#### Your instructions
Reproduce word for word the passage of the RBAR forum thread below that begins with the words "What is RBAR?" and ends with the words "write efficient queries.".

What is RBAR? How can I avoid it?

  • bjesmith2

    SSC Veteran

    Points: 279

    Hi,

    I'm new to t-sql and I do not know much regarding how to write efficient queries.

    I read an article which referred to RBAR and set based programming (I hope I'm referring to this method right) and I would like to learn more. Can anyone recommend an article or post explains what set based programming is?

  • Sankar Reddy

    SSCrazy

    Points: 2410

    Set based solutions tend to be faster than the RBAR operations while taking less system resources. Doing a task 100 times is much likely to take more time than doing one task that does 100 actions.

    RBAR operations have thier place in administration but not in OLTP systems. Set based solutions often appear to be complex but once you know the SQL, it will be easy. Mostly newcomers tend to use RBAR operations because of thier relative ease in using them. These two articles might help you get started but you may have follow-up questions. Let us know if we can help in answering any specific questions you may have.

#### Stored rows
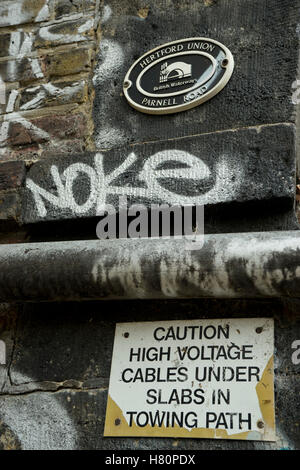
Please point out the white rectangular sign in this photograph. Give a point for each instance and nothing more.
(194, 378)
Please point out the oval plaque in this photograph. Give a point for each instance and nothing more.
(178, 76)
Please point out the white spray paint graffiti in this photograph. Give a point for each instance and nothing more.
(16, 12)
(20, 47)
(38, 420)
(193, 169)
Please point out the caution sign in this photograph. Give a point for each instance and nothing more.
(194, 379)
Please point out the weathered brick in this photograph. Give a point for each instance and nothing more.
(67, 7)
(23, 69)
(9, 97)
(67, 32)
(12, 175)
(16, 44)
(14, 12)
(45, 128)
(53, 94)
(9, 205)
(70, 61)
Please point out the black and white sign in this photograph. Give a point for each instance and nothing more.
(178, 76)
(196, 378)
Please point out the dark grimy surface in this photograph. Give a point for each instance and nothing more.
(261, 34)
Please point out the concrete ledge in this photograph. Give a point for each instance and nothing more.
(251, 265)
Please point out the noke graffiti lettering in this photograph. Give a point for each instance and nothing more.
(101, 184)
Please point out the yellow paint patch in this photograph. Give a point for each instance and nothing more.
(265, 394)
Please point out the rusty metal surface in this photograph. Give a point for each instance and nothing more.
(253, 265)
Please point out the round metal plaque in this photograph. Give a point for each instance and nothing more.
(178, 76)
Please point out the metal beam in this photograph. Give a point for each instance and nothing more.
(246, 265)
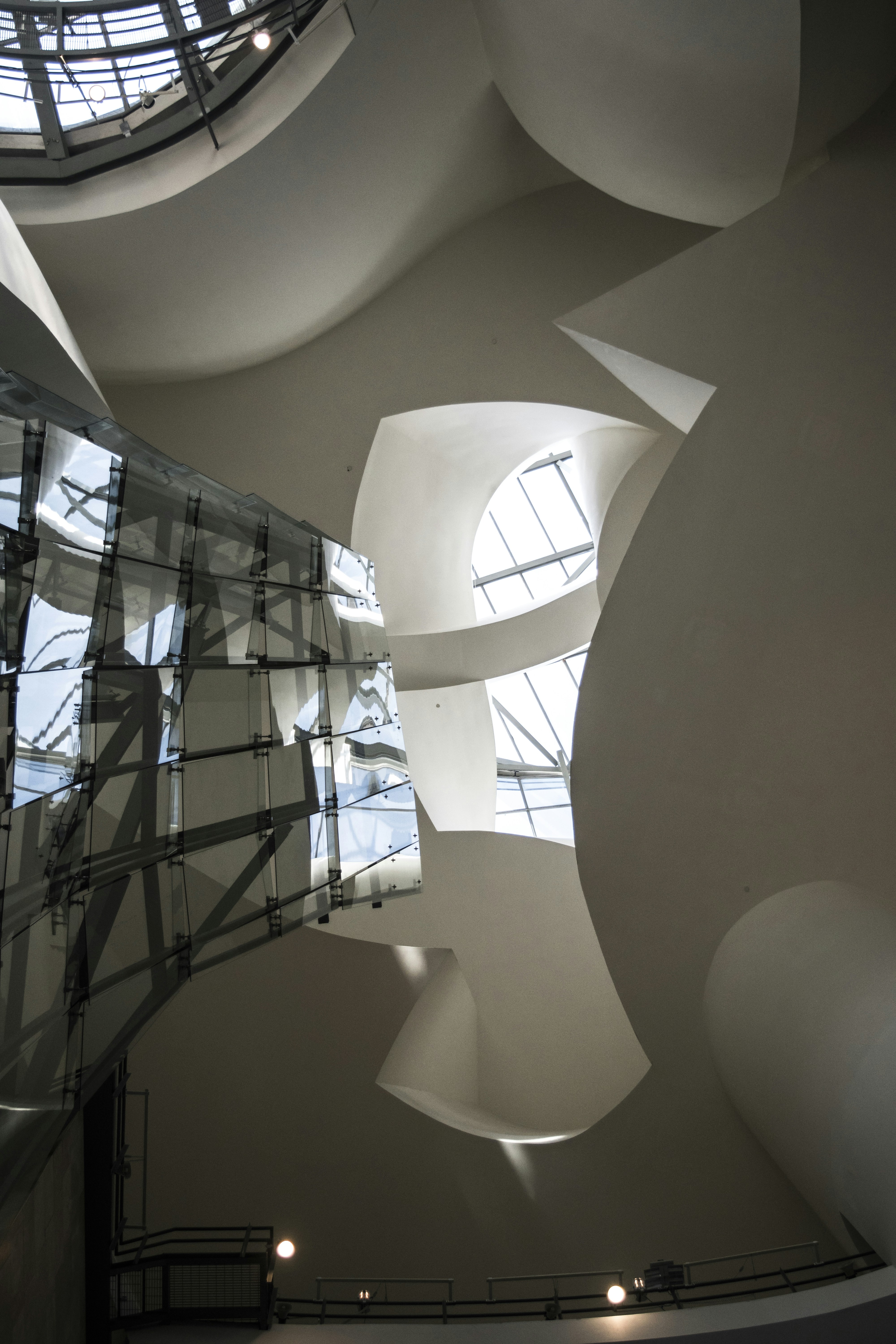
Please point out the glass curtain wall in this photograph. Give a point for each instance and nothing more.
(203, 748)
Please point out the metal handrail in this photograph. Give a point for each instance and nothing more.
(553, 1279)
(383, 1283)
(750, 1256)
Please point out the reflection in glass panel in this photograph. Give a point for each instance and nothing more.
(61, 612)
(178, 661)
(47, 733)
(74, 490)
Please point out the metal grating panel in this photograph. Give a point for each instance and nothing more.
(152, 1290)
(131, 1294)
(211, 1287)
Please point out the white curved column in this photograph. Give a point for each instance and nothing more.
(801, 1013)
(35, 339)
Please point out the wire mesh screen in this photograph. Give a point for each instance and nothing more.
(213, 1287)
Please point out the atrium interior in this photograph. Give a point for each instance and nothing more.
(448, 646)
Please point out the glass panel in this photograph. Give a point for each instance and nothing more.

#### Written solution
What is RBAR? How can I avoid it?

  • bjesmith2

    SSC Veteran

    Points: 279

    Hi,

    I'm new to t-sql and I do not know much regarding how to write efficient queries.